(Stored data)
- - - -
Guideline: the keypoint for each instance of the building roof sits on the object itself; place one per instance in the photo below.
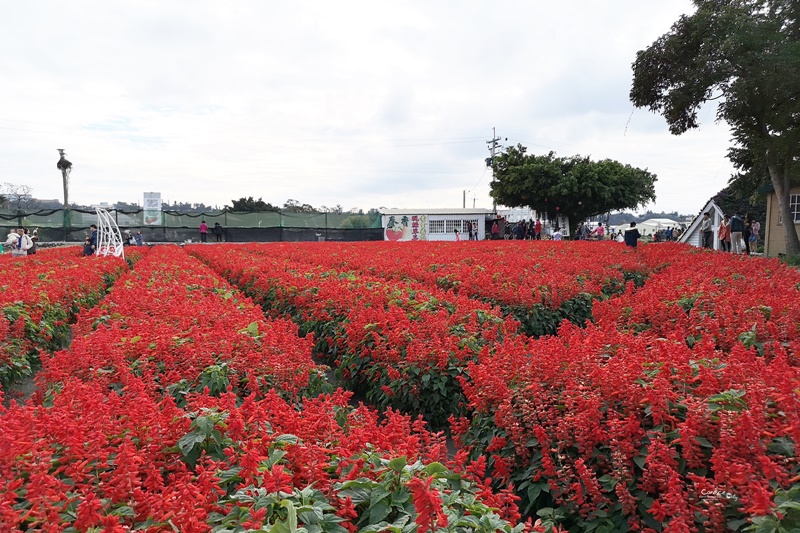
(429, 211)
(692, 235)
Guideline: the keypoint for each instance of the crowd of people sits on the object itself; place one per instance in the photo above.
(522, 230)
(736, 234)
(22, 242)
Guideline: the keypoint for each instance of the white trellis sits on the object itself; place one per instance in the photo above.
(109, 239)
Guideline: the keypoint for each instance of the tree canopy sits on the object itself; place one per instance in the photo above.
(745, 55)
(573, 186)
(250, 205)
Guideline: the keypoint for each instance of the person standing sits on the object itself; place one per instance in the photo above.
(748, 222)
(20, 243)
(87, 247)
(755, 229)
(632, 236)
(724, 234)
(707, 232)
(35, 240)
(737, 228)
(93, 237)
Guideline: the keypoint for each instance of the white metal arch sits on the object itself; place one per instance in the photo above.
(109, 239)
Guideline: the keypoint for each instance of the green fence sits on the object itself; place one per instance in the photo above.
- - - -
Can you reproduce all the records above word for word, leaving out the picture?

Guideline: the keypoint for each instance of the building roof sits on the object itself; place one per instance in the photo below.
(429, 211)
(692, 235)
Guideline: the keypoint for each instance of the crowd of people sits on the object itself; place one per instance in the photo above.
(522, 230)
(736, 234)
(22, 242)
Guideline: the keypoint for each instance of the white trellis sits on the object itself; place one per instance in the photo above.
(109, 239)
Guideline: the keypoint for each instance of the tree canopy sits on the object itself; place one per instance in the photo above.
(745, 55)
(573, 186)
(250, 205)
Guideline: the keypoint for each instance of the person standing sits on the object itself; place one per instance in the photo above.
(748, 222)
(20, 243)
(87, 247)
(755, 229)
(632, 236)
(724, 234)
(707, 232)
(35, 240)
(737, 228)
(93, 237)
Guideline: the keypoint for each instance of the white metal arch sits on the object itself; place one per instance in the photo above.
(109, 239)
Guideline: the keypoint for each instance of the green fence sits on the object itself; place one per instance in the photo above.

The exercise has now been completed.